━━ Selection ━━

However, can the Pistons front office make the right moves?

Detroit has spent the best part of a decade dealing with the repercussions of buyers remorse. The Pistons strangely penned Josh Smith to a four-year, 54-million-dollar deal in 2013. Just one season later, the franchise elected to waive Smith and stretch his remaining 26-million over 5 seasons. Smith’s dead money finally came off the books this year but that remains one of the dumbest decisions seen in the NBA.

Andre Drummond was traded to the Cleveland Cavaliers for a box of cookies and Reggie Jackson‘s value was so low, they let him walk to the Los Angeles Clippers for nothing.

Welcome to Motor City Troy Weaver

Change appears to the on the horizon in Motor City with the Pistons hiring former Oklahoma City Thunder Vice President of Operations Troy Weaver. The 52-year-old spent 12 years in the Thunder’s front office and was heavily involved in forming the Kevin Durant, Russell Westbrook and Serge Ibaka era.


He famously pushed for the Thunder to select Westbrook ahead of the 2008 NBA draft after many expected OKC to take Jerryd Bayless, Eric Gordon and Joe Alexander. In an interview with Kevin Durant, Erik Horne of The Athletic wrote about how Weaver was primarily responsible for the Thunder selecting the future Hall of Famer.

━━━
━━ Information shown ━━

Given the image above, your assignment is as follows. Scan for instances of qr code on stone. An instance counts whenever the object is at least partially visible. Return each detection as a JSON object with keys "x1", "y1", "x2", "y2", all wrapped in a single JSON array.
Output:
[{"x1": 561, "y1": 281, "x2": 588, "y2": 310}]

━━━

Answer these questions from the Pistons piece above:
1. What contract did the Pistons give Josh Smith in 2013?
2. Which team did Reggie Jackson leave for?
3. How many years did Troy Weaver spend in the Thunder's front office?

1. A four-year, 54-million-dollar deal.
2. The Los Angeles Clippers.
3. 12 years.